Pensioni, l’aumento per le minime è di tre euro: lo Spi Cgil si mobilita in tutta Italia
Il 33 per cento dei pensionati e delle pensionate della Sardegna percepisce un assegno tra i 500 e i 749 euro, la quota di contribuenti pensionati è pari al 36 per cento, gli anziani sono costretti a rinunciare alle cure e non possono contare sui medici di famiglia, ridotti del 34,2% negli ultimi anni: sono alcuni dati che spiegano la forza della protesta che martedì prossimo porterà, anche nell’Isola, la mobilitazione nazionale dello Spi Cgil. L’appuntamento è in piazza Garibaldi, a Cagliari a partire dalle 10, per la manifestazione che ha l’obiettivo di contrastare la legge di bilancio del Governo Meloni e che vedrà nell’Isola la partecipazione del segretario nazionale Spi Cgil Stefano Cecconi.
“I pensionati e le pensionati sono allo stremo, il loro contributo al fisco è il doppio della media europea ma in cambio subiscono tagli ai servizi, alla sanità, al welfare e, da soli, con pensioni risicate, devono supportare le famiglie impoverite dall’assenza di lavoro, dalla precarietà, dall’inflazione”: il segretario regionale dello Spi Sardegna Giacomo Migheli esprime l’esasperazione di un’intera categoria, alla quale il governo vorrebbe rispondere con pochi spiccioli, “tre euro in più al mese secondo i calcoli del Sole24Ore per le pensioni minime, da 614 a 617 euro, un’offesa alla dignità che noi respingiamo, rivendicando provvedimenti incisivi”.
Le ripercussioni della manovra, che prevede una riduzione della rivalutazione della quasi totalità delle pensioni, sarebbero devastanti secondo il dati analizzati dal Centro studi della Cgil Sardegna: una pensione che nel 2022 ammontava a 1.732 euro mensili subirà un taglio di 968 euro all’anno e chi percepisce pensioni più basse – la stragrande maggioranza nell’Isola – patisce e patirà il crollo del potere d’acquisto: per oltre il 20% l’importo è sotto i 500 euro, per il 33% tra i 500 e i 749 euro (fonte Istat). Gli ex lavoratori dipendenti, secondo dati Inps, percepiscono un importo medio inferiore a quello nazionale, con sensibili differenze di genere: 1599 euro per gli uomini (1897 euro in Italia), 830 quello femminile (989 euro la media nazionale). Nel frattempo, rileva lo Spi, i pensionati si fanno carico di figli e nipoti precari, “perchè le scelte politiche continuano a sfavorire l’ingresso dei giovani nel mercato del lavoro, ad esempio bloccando il turn over nella pubblica amministrazione o tentando di incentivare i più anziani a restare a lavoro”.

· · · ·

## [Compito 1]
Secondo il testo sulle pensioni, in quale piazza di Cagliari e da che ora si terrà la manifestazione dello Spi Cgil?
## [Compito 2]
Scrivi il seguito del testo sulle pensioni, cominciando dopo la sua ultima frase.
Le voci riportate più avanti non hanno alcun ruolo qui.

· · · ·

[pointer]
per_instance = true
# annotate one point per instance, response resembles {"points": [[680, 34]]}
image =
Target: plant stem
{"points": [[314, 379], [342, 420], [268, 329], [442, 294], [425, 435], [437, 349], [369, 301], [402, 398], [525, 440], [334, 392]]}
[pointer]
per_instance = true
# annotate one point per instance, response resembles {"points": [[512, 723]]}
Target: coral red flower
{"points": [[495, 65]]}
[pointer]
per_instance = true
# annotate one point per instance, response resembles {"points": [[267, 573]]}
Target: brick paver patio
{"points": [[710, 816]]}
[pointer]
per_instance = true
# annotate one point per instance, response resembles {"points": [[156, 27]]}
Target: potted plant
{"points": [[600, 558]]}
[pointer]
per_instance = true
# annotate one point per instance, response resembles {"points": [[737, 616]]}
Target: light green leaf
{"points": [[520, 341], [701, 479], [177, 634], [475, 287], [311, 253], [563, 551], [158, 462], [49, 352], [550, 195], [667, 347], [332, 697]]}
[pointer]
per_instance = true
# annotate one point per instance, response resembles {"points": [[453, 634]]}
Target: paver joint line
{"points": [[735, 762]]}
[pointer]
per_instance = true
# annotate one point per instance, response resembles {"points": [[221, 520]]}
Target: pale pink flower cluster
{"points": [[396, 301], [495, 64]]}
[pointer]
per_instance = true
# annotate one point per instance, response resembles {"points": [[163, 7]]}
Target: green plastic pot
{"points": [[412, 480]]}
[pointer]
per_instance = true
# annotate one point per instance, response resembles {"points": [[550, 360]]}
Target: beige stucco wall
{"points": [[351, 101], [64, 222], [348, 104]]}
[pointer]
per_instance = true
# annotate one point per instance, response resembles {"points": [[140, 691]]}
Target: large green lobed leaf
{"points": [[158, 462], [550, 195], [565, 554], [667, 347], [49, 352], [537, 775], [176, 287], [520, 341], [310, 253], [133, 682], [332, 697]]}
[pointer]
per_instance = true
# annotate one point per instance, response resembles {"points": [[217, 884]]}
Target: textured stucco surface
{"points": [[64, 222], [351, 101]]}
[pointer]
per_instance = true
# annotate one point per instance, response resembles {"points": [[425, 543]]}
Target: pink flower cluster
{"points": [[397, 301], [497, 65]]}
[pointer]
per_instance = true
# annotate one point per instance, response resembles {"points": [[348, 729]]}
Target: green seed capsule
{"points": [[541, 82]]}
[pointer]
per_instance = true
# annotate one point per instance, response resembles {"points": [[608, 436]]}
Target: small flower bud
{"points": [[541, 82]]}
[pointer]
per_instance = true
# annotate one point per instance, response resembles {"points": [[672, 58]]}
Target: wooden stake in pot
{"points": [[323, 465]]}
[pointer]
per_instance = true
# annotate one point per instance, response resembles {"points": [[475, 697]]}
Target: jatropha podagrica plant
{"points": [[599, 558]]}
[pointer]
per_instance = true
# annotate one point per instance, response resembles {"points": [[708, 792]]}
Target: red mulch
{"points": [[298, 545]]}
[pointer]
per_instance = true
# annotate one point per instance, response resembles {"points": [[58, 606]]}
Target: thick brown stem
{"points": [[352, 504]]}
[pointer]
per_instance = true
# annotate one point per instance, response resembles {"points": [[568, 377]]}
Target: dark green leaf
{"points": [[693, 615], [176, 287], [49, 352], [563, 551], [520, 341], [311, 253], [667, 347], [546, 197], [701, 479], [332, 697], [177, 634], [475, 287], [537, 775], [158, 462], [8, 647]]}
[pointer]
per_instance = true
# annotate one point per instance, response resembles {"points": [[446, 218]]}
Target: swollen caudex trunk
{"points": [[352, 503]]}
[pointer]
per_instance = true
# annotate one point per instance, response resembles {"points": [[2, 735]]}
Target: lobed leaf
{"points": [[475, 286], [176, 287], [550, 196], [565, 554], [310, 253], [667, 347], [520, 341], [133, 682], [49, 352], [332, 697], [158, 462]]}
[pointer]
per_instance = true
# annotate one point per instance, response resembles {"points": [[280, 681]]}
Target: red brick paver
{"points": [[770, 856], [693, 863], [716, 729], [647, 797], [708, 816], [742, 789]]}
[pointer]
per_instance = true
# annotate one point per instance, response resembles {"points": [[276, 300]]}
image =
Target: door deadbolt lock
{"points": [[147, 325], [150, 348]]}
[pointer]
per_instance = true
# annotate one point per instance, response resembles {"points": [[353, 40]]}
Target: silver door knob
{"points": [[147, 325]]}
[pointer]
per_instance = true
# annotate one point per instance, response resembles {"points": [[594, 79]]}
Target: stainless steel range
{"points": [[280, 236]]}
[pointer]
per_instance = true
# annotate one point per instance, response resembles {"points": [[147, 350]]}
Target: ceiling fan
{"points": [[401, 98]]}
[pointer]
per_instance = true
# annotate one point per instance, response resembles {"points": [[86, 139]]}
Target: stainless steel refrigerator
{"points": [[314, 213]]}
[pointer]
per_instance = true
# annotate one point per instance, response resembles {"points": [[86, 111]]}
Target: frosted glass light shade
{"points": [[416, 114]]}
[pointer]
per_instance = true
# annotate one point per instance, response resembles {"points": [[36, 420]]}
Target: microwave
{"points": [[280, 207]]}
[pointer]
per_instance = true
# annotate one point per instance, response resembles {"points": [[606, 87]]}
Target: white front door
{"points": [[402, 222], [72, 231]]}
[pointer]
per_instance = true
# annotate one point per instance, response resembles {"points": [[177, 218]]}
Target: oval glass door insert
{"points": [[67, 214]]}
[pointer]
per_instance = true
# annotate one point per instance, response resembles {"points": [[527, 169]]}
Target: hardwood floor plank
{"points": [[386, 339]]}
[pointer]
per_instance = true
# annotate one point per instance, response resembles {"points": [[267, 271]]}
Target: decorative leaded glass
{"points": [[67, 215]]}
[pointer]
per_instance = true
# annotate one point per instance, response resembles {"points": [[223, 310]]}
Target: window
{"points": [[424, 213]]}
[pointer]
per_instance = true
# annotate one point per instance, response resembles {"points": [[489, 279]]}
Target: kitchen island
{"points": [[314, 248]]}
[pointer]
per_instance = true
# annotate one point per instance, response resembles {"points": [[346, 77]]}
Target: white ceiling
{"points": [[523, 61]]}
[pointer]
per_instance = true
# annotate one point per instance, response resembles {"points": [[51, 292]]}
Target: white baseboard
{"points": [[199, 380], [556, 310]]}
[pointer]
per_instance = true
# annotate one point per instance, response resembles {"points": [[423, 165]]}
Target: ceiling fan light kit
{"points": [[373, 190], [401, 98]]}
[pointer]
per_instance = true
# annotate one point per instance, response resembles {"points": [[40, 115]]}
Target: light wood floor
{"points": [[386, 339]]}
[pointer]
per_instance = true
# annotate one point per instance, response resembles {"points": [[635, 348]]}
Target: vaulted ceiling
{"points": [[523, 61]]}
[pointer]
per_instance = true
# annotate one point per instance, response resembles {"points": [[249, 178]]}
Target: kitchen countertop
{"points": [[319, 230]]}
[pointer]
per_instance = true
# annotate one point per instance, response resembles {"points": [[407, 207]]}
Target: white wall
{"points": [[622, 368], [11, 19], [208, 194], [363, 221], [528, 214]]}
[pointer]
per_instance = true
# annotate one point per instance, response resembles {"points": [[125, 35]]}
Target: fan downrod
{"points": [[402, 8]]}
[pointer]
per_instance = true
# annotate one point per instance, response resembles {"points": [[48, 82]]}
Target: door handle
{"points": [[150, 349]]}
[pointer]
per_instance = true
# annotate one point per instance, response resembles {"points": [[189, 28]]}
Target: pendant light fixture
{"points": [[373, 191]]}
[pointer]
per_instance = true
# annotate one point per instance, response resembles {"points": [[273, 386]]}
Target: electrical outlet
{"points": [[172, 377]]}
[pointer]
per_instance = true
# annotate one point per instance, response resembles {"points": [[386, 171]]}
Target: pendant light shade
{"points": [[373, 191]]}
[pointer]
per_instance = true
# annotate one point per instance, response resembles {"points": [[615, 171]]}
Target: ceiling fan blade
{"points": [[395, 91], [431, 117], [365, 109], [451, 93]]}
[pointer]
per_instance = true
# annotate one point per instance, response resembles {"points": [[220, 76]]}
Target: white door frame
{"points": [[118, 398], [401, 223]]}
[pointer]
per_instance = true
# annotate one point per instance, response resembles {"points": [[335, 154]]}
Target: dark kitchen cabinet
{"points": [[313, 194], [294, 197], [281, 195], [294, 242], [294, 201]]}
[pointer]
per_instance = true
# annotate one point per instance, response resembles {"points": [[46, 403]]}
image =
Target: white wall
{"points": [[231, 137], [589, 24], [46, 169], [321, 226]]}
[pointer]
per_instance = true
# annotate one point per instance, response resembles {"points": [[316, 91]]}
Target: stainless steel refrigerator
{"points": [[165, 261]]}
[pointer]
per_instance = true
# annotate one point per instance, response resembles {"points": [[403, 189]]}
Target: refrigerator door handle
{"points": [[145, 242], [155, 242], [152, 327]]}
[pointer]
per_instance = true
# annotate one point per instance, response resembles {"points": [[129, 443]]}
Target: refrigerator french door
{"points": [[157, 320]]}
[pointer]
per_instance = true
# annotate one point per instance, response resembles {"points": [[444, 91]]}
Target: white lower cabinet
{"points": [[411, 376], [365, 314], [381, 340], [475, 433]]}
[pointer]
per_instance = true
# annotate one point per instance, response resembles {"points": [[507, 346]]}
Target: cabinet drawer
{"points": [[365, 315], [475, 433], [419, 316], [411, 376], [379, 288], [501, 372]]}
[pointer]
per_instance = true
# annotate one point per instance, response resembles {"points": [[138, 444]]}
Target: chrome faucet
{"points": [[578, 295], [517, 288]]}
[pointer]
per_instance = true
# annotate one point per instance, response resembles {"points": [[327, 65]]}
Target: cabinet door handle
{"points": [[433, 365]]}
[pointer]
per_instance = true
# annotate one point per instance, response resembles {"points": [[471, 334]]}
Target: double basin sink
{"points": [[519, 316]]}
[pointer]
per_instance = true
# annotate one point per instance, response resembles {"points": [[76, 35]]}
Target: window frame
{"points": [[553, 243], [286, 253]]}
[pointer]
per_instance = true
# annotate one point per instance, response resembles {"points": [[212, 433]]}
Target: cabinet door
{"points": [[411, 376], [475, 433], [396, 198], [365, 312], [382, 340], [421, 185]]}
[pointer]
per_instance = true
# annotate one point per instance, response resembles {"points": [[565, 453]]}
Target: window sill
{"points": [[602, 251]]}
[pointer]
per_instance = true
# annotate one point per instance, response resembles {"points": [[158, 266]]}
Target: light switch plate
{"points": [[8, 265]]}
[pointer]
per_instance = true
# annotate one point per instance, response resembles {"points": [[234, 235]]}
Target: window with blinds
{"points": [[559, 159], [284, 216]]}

· · · ·

## [Spazio risposta 1]
In piazza Garibaldi, a partire dalle 10.

## [Spazio risposta 2]
“In questo quadro drammatico – sottolinea Giacomo Migheli – si inserisce il tentativo di smantellare il servizio sanitario pubblico nazionale, dirottando risorse verso il privato mentre noi rivendichiamo investimenti sulla non-autosufficienza, per il diritto alle cure e all’assistenza che, purtroppo, anche nell’Isola sono sostanzialmente negate”. I numeri sono eloquenti: da almeno 7 anni la Sardegna è al primo posto in Italia per percentuale di famiglie che rinunciano alle cure (fonte Gimbe): 13,7 nel 2023, +1.4 rispetto all’anno precedente (la media nazionale è 7.6). A scoraggiare sono le lunghe liste d’attesa e i redditi bassi che non possono sopperire alle carenze del servizio sanitario pubblico. La Sardegna è la prima regione in Italia per riduzione del numero di medici di famiglia: -34,2% tra il 2019 e il 2022, a fronte di una media nazionale di -11.
“Sono tante le ragioni per cui siamo in piazza a Cagliari e insieme a tutte le altre piazze d’Italia rilanceremo le nostre proposte”, conclude il segretario regionale Spi Cgil sintetizzando alcune rivendicazioni prioritarie del sindacato: “Vogliamo che il governo adegui le pensioni al costo della vita e riduca le aliquote fiscali, con una riforma redistributiva equa e solidale”. Un segnale netto contro un governo che continua a fare cassa su chi, dopo aver lavorato una vita, continua a sostenere il Paese pagando le tasse e vedendosi poi negati servizi essenziali.